> Work task: From the listing below, copy every line with the word "distant".

> Records shown:
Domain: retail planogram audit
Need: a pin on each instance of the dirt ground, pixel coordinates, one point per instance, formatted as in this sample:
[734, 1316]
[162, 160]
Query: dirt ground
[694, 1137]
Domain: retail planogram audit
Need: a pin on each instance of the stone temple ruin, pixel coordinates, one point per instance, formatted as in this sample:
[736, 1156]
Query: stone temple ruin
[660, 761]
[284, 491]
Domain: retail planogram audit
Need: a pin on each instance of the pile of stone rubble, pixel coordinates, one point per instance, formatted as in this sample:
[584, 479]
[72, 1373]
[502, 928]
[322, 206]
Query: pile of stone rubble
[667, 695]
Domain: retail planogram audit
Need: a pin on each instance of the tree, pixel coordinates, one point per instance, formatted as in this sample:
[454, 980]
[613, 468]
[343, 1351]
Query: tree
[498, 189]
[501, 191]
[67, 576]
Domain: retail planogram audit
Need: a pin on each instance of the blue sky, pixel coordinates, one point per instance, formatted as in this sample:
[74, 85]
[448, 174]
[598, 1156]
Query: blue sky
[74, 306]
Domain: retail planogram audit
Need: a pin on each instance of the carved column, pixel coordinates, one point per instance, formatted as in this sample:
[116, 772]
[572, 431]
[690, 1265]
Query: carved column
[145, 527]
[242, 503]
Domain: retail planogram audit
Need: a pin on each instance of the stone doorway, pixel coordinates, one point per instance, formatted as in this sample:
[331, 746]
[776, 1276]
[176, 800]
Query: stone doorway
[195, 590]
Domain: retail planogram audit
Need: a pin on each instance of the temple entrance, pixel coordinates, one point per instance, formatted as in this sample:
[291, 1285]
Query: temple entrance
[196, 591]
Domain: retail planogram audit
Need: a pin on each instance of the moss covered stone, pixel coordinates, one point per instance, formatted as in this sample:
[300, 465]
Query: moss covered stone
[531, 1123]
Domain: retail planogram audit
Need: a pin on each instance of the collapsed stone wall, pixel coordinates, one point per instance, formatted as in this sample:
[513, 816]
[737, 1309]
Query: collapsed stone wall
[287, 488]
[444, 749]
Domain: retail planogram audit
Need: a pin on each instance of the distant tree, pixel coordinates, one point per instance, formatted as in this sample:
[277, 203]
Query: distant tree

> Answer section:
Need: a pin on each instance of the distant tree, pixel coordinates, one point per instance, formatted as in this sample:
Query: distant tree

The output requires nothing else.